### Extrait du document
((

Dès lors, même en imputant l'intégralité des frais professionnels que le salarié revendique, sa rémunération est restée supérieure au smic ;

Il s'ensuit, que M.[J] ne peut qu'être débouté de sa demande de paiement de rappels de salaires et des congés payés afférents, sans qu'il y ait lieu d'ordonner la réouverture des débats.

Le jugement sera donc confirmé de ce chef.

Sur la demande de dommages-intérêts pour exécution fautive du contrat de travail

M.[J] soutient que depuis 1998 jusque mars 2003, la société UFIFRANCE a inséré dans les contrats de travail du salarié une clause stipulant que les traitements fixes et commissions versés couvraient tous les frais qu'il pourrait être amené à exposer, dont elle ne pouvait ignorer le caractère illicite, puisque de telles clauses ont déjà été sanctionnées dans le passé, notamment par la cour de cassation dans un arrêt du 24 octobre 2001, dans la cause duquel l'intimée était partie ;que, jusque mars 2003, le salarié n'a pas été rempli de ses droits au titre de ses frais professionnels, ce qui caractérise le préjudice par lui subi; et que, passé cette date, l'employeur a persisté, avec une déloyauté contractuelle totale à contraindre les salariés, à signer un nouveau contrat qui ne procédait d'aucune obligation d'information et cachait en revanche le droit du salarié d'être remboursé de ses frais, lesquels se montaient en l'espèce à plus de 35000 euros ;

Cependant il a été relevé plus haut que M.[J] était défaillant sur de tels moyens reposant sur une volonté de tromperie de l'employeur alliée à sa prétendue incapacité de sa part à connaître et chiffrer ses droits : il est rappelé que sa formation juridique particulièrement pointue, se cumulant avec sa nécessaire qualification en matière financière, ne permet pas de dire que M.[J] ait été victime de manquements qu'il n'aurait pas pu relever, et, partant, dont il n'aurait jamais pu demander réparation, et qu'ainsi la répétition de ce système qui aurait généré de telles pertes à son détriment n'aurait pas été cautionnée par lui ;

Les demandes antérieures au 4 novembre 2004 sont prescrites ; cette prescription ne saurait être contournée par d'autres voies, lesquelles reposent en réalité sur les mêmes moyens : ne peut ainsi être argué de ce que, jusque mars 2003, M.[J] n'a pas été rempli de ses droits au titre de ses frais professionnels, et que l'employeur ne pouvait de bonne foi l'ignorer, ce qui caractériserait le préjudice subi par le salarié.

))

### Consigne
D'après l'extrait, quelles demandes sont prescrites ? Les lignes ont une autre origine que l'extrait.

### Données fournies
((

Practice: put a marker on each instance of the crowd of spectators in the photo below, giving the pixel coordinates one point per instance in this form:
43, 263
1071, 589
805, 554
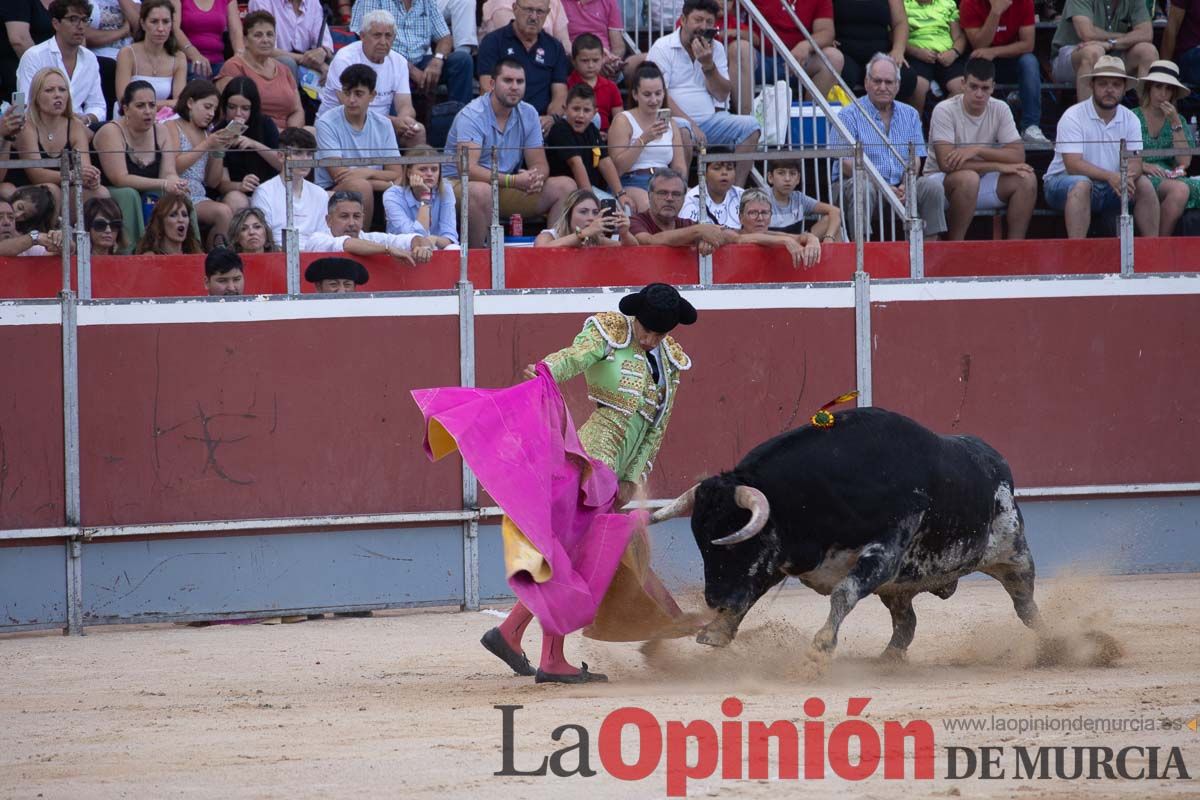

))

### Réponse
Les demandes antérieures au 4 novembre 2004.